- Short task
The output should consist solely of the line containing "Q: Point to the street lamp" and the lines that follow it through the end of the data below.

- Raw records
──────────────────────────────
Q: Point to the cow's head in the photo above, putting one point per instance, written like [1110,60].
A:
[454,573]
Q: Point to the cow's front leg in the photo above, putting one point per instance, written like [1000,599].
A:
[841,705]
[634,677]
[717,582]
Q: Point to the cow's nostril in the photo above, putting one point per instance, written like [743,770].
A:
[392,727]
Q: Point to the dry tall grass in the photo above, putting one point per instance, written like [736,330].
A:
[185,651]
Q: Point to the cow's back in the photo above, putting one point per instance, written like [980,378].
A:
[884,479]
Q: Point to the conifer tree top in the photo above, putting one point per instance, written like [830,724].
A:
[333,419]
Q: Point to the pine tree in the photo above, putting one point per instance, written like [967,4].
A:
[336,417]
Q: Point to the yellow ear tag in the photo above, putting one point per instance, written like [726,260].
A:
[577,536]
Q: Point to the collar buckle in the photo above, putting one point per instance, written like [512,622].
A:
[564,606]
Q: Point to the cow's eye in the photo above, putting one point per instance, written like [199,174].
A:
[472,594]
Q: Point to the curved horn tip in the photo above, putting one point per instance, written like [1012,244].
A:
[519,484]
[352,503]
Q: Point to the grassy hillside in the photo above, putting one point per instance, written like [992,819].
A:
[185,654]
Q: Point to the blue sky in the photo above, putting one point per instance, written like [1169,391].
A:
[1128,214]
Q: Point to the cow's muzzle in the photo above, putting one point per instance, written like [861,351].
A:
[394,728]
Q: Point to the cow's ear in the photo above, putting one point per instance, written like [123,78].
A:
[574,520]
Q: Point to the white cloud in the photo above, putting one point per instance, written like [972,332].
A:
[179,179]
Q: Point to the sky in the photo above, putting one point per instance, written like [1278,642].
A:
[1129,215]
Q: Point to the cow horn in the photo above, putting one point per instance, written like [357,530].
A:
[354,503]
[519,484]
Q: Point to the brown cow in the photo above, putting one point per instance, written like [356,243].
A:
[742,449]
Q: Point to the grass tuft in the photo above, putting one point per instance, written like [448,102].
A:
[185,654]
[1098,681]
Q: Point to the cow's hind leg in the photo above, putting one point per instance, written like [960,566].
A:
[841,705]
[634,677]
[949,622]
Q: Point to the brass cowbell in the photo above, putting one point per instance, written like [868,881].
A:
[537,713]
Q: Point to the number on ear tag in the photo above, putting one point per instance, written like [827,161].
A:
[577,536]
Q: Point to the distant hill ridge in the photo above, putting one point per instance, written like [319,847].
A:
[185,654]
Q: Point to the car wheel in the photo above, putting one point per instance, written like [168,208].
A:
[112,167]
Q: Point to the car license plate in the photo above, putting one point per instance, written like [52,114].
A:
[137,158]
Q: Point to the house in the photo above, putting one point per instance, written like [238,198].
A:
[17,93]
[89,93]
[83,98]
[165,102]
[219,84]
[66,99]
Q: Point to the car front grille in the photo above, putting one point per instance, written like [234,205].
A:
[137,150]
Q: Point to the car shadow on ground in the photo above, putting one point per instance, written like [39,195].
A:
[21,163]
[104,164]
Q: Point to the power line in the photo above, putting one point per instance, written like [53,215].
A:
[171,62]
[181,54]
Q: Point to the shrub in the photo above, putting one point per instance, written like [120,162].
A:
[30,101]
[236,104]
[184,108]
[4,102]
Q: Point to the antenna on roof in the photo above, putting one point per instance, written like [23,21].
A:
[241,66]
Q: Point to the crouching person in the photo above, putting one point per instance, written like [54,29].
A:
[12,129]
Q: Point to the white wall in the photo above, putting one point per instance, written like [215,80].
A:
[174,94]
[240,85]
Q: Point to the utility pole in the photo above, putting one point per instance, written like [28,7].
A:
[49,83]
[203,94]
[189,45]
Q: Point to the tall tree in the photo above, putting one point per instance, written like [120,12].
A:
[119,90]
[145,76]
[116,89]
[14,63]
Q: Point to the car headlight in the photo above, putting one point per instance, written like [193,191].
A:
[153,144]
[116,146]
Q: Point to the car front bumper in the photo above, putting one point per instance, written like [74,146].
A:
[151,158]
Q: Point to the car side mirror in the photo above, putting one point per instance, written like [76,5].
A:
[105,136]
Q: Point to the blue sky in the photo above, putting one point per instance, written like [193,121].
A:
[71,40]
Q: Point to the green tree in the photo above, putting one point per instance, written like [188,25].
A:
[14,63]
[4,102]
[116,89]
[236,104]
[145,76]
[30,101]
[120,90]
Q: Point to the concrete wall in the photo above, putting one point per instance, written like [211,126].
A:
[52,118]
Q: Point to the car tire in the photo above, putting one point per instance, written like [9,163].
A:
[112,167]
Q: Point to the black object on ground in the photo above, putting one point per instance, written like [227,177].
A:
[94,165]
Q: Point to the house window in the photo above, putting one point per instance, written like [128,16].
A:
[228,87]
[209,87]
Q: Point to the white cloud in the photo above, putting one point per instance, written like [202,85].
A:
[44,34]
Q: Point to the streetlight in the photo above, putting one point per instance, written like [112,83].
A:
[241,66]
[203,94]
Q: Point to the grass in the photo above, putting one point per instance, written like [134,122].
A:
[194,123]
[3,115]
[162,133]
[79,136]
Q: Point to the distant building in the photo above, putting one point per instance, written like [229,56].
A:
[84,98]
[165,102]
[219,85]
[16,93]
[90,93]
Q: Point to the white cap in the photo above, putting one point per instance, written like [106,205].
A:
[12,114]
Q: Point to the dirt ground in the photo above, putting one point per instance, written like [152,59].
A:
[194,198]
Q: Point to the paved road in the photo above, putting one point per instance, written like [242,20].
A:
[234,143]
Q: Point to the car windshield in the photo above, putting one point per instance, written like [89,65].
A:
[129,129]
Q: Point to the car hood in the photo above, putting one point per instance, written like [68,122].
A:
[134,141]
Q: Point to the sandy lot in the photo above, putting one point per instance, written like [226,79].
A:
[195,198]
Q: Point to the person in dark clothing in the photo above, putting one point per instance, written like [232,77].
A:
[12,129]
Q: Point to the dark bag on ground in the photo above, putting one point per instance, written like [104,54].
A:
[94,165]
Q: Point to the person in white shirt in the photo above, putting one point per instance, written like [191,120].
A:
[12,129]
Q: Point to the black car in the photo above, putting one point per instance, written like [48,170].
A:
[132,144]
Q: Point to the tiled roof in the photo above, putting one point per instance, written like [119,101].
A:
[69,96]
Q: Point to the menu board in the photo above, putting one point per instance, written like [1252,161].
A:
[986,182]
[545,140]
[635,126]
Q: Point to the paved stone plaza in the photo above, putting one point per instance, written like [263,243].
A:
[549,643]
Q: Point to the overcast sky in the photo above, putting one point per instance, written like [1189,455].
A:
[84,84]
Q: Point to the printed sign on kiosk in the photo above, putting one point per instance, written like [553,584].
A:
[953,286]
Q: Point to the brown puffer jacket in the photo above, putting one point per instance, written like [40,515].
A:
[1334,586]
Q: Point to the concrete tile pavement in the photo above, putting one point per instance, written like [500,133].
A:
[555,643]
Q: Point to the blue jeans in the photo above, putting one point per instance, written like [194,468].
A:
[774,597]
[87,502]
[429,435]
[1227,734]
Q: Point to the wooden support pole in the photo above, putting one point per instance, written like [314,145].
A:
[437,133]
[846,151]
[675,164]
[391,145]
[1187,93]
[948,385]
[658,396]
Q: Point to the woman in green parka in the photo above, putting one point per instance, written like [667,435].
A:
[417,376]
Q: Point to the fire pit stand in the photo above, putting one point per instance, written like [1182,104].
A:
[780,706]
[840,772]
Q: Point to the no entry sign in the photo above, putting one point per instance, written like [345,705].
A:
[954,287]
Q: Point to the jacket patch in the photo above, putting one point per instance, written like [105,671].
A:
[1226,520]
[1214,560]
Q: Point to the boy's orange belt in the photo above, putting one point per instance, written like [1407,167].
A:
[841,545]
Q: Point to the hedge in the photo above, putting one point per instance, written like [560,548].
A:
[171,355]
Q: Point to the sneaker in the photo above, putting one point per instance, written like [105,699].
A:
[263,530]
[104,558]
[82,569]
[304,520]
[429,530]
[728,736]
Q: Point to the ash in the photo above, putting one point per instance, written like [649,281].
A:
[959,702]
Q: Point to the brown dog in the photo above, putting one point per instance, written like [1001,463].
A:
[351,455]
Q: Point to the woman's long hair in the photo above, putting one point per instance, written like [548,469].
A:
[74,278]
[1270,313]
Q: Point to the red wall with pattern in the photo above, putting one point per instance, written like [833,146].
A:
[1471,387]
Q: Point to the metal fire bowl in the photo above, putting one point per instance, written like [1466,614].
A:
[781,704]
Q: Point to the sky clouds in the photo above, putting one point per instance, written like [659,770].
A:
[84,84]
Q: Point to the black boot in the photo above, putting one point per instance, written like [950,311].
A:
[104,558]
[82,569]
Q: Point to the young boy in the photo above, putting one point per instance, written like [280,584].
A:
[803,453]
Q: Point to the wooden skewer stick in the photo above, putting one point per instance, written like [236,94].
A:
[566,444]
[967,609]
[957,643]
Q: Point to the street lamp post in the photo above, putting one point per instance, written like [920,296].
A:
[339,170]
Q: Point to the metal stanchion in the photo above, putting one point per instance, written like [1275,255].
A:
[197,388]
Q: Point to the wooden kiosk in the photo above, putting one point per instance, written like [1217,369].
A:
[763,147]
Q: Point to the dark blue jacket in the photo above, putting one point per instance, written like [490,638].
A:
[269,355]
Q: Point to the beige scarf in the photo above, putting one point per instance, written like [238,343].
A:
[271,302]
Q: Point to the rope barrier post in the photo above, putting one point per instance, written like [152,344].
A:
──────────────────────────────
- Complete answer
Q: Point to the street lamp post in the photo above, putting one point per instance, written like [920,296].
A:
[339,170]
Q: Point to the metal stanchion in the photo above, putting one point per instance, written like [1275,255].
A:
[197,388]
Q: Point to the wooden kiosk in the photo above, putting one point per instance, written like [1217,369].
A:
[763,147]
Q: Point to the dark blue jacket in the photo above, putting one point per instance, written like [490,638].
A:
[269,355]
Q: Point to the beige scarf in the photo above, putting one point per instance, written like [238,343].
A:
[271,302]
Q: Point to the rope barrier post in the photo above, putting one point per instance, written like [152,344].
A:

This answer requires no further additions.